## [EXTRACTED INFORMATION]
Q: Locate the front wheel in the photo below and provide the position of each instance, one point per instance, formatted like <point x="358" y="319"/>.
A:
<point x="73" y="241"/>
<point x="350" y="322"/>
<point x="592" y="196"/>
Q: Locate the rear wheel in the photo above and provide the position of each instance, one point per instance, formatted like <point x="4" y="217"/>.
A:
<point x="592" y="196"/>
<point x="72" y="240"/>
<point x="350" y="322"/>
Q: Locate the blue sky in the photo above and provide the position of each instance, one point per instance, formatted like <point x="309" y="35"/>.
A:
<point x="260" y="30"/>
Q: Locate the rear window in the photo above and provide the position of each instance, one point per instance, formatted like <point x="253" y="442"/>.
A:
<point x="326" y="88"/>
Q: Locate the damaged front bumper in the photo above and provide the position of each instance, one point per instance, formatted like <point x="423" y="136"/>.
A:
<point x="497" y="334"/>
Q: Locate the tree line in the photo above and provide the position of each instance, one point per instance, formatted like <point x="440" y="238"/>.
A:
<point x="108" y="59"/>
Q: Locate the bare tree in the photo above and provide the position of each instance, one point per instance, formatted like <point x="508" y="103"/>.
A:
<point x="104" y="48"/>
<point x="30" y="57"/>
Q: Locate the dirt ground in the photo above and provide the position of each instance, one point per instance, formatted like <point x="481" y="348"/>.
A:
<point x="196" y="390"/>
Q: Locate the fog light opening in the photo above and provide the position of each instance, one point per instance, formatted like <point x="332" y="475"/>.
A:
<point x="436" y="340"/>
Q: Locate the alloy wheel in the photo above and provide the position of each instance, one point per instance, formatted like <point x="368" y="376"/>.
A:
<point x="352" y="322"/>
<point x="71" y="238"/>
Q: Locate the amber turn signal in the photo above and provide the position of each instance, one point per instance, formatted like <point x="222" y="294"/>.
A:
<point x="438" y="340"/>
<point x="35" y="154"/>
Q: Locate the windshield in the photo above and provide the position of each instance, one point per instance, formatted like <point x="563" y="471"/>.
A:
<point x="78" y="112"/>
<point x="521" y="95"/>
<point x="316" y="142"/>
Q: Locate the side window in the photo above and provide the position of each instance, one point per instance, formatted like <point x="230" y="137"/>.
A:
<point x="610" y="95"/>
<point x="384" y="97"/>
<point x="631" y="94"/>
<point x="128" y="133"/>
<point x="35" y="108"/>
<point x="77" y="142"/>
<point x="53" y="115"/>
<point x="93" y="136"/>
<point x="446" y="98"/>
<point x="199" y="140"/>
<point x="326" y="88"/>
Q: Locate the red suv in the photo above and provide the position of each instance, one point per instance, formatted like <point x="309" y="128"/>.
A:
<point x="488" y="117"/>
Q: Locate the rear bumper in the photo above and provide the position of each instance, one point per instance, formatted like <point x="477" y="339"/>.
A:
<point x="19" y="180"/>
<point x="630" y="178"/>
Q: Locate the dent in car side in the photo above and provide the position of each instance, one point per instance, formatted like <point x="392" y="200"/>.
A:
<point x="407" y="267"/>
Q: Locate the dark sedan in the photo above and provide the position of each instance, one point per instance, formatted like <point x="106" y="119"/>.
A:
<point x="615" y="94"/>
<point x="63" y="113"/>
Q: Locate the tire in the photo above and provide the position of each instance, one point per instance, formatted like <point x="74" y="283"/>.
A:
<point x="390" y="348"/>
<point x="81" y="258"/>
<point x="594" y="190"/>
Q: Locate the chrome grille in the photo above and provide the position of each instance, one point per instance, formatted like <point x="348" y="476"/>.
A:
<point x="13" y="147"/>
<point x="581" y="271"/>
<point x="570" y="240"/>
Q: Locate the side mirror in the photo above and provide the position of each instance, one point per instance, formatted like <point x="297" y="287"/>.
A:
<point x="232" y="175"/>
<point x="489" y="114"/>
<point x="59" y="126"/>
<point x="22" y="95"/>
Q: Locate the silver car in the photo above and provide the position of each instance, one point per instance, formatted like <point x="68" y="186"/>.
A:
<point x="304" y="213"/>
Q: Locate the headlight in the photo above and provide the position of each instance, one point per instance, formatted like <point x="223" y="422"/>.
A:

## [PROBLEM DETAILS]
Present every line of the entries above as a numbered list, dropping any blank lines.

## [RESULT OF THIS EXERCISE]
1. Q: Locate the front wheel in the photo below and provide the position of each instance, one point per instance, formatted like <point x="358" y="319"/>.
2. A:
3. <point x="73" y="241"/>
4. <point x="350" y="322"/>
5. <point x="592" y="196"/>
6. Q: Locate the rear wheel in the photo above and provide the position of each instance, one point per instance, formatted like <point x="4" y="217"/>.
7. A:
8. <point x="592" y="196"/>
9. <point x="72" y="240"/>
10. <point x="350" y="322"/>
11. Q: Locate the blue sky in the photo above and provide the position of each instance, one point per instance, formatted like <point x="309" y="35"/>.
12. A:
13. <point x="260" y="30"/>
14. Q: Locate the rear window in the photo above and provide the position of each instance, one point per instance, formatted like <point x="253" y="442"/>.
15. A:
16. <point x="326" y="88"/>
17. Q: Locate the damaged front bumper in the photo above and provide the position of each instance, one point per instance, formatted like <point x="423" y="136"/>.
18. A:
19. <point x="497" y="334"/>
20. Q: Locate the tree line in the photo above and provide the position of each instance, one point per instance, formatted like <point x="440" y="238"/>.
21. A:
22. <point x="108" y="59"/>
23. Q: Locate the bare tree in the photo above and provide the position of each instance, one point per instance, formatted like <point x="508" y="103"/>.
24. A:
25. <point x="104" y="48"/>
26. <point x="30" y="57"/>
27. Q: Locate the dirt ground in the photo above and provide the position of each instance, one point per instance, formatted like <point x="481" y="348"/>.
28. A:
29. <point x="196" y="390"/>
30. Q: Locate the fog light opening in the photo above and provide the position of each instance, one point per instance, formatted like <point x="332" y="475"/>.
31. A:
32. <point x="436" y="340"/>
33. Q: Locate the alloy wheel in the photo above and provide the position of each instance, one point per instance, formatted like <point x="368" y="376"/>.
34. A:
35. <point x="352" y="322"/>
36. <point x="71" y="238"/>
37. Q: Locate the amber turn signal in the photo above and provide the position of each instance, one point per instance, formatted like <point x="222" y="294"/>.
38. A:
39. <point x="438" y="340"/>
40. <point x="35" y="154"/>
41. Q: Locate the windshield in the photo above and provide the position of each instance, one point per instance, formatted like <point x="563" y="471"/>.
42. A:
43. <point x="78" y="112"/>
44. <point x="521" y="95"/>
45. <point x="316" y="142"/>
46. Q: Locate the side window in the photo above and provide the position of each instance, one point per instance, formatted like <point x="230" y="137"/>.
47. A:
48. <point x="610" y="95"/>
49. <point x="384" y="97"/>
50. <point x="631" y="94"/>
51. <point x="128" y="133"/>
52. <point x="35" y="108"/>
53. <point x="77" y="142"/>
54. <point x="53" y="115"/>
55. <point x="93" y="136"/>
56. <point x="446" y="98"/>
57. <point x="199" y="140"/>
58. <point x="326" y="88"/>
59. Q: Locate the red suv in the photo above and provide the position of each instance, one point per instance, formatted like <point x="309" y="128"/>.
60. A:
61. <point x="488" y="117"/>
62. Q: Locate the rear bumper in the photo above and provide the position of each instance, one point per instance, formatted like <point x="477" y="339"/>.
63. A:
64. <point x="19" y="180"/>
65. <point x="630" y="178"/>
66. Q: Locate the dent in car side in the photo above and provide the position of each instance, one point per instance, formatted like <point x="392" y="200"/>.
67. A:
68. <point x="407" y="267"/>
69. Q: Locate the dark sedan in the photo above and provide the position of each instance, one point per instance, formatted like <point x="106" y="119"/>.
70. A:
71. <point x="615" y="94"/>
72. <point x="63" y="113"/>
73. Q: Locate the tire in the photo above and provide the position of each instance, one point per instance, formatted like <point x="74" y="283"/>.
74. A:
75. <point x="390" y="348"/>
76. <point x="81" y="258"/>
77. <point x="594" y="190"/>
78. Q: Locate the chrome grille in the photo above and provide the position of each instance, one point per instance, formatted like <point x="348" y="476"/>.
79. A:
80. <point x="13" y="147"/>
81. <point x="581" y="271"/>
82. <point x="570" y="240"/>
83. Q: Locate the side mirror in the photo above and provide the position of each instance, one point per instance, formatted like <point x="297" y="287"/>.
84. A:
85. <point x="232" y="175"/>
86. <point x="489" y="114"/>
87. <point x="59" y="126"/>
88. <point x="22" y="95"/>
89. Q: Locate the silver car in the photo above and provide the position of each instance, one point per instance, formatted like <point x="68" y="186"/>.
90. A:
91. <point x="304" y="213"/>
92. Q: Locate the headlight in the photo above and provide the position of each instance, one point per instance, formatted like <point x="223" y="422"/>.
93. A:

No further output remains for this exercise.